WHAT IS EXPECTED: Only a number is wanted: how many lines of the entries include the string "blue"?

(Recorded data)

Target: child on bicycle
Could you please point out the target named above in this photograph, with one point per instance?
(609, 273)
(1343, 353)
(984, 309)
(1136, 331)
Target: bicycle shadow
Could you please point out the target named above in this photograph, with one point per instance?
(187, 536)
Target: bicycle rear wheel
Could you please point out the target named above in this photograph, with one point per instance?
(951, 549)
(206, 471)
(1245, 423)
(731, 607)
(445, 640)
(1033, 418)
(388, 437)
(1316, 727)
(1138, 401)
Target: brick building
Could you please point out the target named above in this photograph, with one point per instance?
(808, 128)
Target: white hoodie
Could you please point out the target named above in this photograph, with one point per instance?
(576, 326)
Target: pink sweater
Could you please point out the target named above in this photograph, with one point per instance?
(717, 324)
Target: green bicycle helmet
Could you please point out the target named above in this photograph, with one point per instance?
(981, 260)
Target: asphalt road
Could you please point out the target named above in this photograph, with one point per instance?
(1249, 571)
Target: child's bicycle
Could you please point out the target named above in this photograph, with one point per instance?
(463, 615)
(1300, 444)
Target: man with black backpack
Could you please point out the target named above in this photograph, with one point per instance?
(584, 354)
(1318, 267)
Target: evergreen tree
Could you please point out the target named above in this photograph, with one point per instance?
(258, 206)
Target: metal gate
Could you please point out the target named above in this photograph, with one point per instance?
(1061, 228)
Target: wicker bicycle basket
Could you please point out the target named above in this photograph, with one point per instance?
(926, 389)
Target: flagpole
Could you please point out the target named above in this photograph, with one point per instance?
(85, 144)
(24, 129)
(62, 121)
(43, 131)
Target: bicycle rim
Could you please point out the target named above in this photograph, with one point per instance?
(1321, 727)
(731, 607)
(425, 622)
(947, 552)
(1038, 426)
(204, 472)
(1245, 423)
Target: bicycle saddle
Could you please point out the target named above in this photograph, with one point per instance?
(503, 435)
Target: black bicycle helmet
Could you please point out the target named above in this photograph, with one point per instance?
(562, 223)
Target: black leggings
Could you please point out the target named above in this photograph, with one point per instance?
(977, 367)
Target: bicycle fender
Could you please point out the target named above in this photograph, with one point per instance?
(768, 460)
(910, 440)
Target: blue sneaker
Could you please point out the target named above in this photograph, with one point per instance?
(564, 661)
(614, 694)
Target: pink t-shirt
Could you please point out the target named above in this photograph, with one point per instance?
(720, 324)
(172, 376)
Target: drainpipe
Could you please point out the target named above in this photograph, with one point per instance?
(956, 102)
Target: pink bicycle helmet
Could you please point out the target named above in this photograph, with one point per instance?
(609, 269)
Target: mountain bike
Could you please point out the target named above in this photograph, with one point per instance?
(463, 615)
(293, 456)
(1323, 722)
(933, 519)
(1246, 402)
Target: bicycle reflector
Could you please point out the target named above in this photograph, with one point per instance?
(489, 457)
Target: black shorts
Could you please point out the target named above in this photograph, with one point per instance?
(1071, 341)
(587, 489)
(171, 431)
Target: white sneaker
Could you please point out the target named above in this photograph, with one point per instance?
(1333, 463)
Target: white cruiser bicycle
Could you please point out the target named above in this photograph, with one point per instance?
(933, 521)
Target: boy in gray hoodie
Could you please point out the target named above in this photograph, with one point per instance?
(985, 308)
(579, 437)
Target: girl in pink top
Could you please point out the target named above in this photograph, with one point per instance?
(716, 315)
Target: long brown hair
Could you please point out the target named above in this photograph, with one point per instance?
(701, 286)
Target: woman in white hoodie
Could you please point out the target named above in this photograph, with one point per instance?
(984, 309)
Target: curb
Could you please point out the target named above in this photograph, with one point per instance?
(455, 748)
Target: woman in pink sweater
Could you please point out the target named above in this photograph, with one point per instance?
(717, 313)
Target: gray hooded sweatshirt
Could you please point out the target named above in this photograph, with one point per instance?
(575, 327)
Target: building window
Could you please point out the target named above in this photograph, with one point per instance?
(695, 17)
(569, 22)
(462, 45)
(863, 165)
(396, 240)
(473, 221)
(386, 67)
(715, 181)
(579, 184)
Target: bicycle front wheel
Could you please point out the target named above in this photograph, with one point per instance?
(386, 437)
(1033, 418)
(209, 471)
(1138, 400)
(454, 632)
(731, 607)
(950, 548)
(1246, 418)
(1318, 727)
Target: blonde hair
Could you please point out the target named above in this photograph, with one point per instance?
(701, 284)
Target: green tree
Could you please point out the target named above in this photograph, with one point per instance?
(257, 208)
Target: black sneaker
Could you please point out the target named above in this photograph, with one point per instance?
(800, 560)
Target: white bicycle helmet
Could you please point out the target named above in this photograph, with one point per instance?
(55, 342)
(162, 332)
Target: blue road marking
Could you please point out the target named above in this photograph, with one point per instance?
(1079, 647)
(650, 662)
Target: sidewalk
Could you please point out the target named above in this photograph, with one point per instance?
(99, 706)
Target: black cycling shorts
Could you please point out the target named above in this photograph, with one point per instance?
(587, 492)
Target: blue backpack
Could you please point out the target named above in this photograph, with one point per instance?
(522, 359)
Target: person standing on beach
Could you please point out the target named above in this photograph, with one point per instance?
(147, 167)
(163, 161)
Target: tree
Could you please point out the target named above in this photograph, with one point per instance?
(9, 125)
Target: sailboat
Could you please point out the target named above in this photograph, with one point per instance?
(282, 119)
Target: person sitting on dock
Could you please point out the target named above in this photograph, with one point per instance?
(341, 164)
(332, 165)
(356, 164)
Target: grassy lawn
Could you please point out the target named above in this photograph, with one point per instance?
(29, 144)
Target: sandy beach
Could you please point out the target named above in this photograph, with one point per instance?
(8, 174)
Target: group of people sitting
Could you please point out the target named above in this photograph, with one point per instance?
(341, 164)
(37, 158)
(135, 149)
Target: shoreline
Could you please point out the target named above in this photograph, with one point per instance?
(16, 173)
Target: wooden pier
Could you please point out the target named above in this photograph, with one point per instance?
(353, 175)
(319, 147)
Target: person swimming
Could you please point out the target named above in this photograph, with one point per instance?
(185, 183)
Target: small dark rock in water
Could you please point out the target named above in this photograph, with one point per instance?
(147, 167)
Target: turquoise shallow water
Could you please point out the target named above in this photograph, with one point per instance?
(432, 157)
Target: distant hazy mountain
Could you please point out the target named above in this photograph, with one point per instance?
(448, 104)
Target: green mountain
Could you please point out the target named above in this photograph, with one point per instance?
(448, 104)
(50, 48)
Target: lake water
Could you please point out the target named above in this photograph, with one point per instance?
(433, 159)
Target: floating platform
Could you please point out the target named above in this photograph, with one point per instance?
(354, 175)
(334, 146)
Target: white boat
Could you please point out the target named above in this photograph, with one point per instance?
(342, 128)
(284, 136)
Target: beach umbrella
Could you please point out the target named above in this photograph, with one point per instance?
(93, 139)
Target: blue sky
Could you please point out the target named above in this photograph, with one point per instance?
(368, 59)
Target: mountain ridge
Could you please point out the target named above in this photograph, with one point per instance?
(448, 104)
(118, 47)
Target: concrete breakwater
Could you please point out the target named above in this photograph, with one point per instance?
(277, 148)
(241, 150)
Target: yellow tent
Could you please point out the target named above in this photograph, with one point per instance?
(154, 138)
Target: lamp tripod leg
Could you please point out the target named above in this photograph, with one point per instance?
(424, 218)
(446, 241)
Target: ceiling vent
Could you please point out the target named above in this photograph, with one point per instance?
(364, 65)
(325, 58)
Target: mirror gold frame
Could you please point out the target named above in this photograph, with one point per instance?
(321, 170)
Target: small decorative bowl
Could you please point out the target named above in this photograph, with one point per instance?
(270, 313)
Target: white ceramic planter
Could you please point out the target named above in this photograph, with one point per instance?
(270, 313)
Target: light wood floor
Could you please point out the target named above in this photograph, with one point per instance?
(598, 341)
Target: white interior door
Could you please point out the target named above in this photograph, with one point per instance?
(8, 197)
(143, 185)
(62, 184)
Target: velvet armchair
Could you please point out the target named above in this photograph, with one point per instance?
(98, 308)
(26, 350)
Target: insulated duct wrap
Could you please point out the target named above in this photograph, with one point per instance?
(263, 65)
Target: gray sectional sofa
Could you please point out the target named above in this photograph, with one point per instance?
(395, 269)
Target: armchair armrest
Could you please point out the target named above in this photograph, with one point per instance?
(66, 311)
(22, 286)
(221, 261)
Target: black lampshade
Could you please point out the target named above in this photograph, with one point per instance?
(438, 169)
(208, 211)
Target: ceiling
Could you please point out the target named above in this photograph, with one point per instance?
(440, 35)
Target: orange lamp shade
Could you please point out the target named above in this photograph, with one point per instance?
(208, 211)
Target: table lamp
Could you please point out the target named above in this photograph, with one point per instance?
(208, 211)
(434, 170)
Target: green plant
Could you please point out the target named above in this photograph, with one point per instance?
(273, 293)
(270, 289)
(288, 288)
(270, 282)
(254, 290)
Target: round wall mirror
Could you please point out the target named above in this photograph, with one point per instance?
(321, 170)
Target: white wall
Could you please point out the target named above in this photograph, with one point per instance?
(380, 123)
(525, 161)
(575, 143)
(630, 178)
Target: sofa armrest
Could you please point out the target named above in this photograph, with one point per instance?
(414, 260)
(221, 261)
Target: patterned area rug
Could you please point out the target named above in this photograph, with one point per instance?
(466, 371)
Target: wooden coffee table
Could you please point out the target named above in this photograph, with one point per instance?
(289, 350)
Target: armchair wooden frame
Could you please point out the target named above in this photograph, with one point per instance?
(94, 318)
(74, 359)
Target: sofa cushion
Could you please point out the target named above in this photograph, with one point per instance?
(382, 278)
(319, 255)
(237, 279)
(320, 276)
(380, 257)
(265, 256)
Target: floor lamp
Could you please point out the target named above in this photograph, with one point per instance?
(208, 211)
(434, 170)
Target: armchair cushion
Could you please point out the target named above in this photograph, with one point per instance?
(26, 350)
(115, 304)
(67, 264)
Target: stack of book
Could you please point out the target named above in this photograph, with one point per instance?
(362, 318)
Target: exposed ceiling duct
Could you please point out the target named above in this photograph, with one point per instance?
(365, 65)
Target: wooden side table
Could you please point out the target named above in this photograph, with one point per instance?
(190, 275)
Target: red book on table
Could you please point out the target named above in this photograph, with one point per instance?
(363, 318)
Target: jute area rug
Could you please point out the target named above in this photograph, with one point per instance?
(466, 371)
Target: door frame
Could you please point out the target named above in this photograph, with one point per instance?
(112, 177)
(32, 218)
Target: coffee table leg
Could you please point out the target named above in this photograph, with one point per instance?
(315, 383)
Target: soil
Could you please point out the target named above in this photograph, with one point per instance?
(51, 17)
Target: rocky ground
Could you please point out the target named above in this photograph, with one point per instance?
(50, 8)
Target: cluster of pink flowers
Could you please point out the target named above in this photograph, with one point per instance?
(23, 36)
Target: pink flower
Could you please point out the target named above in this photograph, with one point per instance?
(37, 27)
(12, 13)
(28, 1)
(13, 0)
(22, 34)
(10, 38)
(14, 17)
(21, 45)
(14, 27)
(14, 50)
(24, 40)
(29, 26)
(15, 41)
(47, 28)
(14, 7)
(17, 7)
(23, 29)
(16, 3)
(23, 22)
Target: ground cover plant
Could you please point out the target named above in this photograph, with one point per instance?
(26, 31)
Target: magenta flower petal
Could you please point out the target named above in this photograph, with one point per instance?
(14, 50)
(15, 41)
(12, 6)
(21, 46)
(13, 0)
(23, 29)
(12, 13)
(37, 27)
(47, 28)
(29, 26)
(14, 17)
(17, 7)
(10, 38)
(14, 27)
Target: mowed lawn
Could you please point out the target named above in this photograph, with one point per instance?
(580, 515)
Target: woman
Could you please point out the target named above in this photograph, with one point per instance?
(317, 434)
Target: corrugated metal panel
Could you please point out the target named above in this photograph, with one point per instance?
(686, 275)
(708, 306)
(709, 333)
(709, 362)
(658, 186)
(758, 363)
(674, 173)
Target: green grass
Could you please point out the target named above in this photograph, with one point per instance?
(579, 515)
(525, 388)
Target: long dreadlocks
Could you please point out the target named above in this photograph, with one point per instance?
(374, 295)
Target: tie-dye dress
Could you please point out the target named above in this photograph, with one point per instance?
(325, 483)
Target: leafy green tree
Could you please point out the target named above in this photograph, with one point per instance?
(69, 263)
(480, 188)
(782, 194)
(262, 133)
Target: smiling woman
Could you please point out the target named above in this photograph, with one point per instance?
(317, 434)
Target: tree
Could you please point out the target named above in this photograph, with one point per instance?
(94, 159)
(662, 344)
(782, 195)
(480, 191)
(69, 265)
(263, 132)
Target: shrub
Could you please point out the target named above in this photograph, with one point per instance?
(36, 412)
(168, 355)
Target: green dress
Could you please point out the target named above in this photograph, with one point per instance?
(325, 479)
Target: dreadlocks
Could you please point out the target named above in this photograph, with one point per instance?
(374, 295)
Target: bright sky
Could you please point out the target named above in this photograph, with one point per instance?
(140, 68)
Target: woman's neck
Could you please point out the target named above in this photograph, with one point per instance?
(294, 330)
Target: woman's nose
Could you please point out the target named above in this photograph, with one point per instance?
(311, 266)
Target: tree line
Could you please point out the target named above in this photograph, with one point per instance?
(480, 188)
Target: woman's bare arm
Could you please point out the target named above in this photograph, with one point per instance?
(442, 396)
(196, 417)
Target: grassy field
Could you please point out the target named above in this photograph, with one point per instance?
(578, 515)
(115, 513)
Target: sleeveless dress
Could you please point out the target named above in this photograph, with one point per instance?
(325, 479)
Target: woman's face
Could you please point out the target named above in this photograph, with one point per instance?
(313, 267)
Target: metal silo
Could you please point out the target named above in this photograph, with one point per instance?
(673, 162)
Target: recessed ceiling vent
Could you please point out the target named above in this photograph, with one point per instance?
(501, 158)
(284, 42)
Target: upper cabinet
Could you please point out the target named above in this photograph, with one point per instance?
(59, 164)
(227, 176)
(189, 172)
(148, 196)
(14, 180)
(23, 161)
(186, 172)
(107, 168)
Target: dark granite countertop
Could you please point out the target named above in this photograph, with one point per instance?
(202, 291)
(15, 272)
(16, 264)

ANSWER TO THIS PROBLEM: 4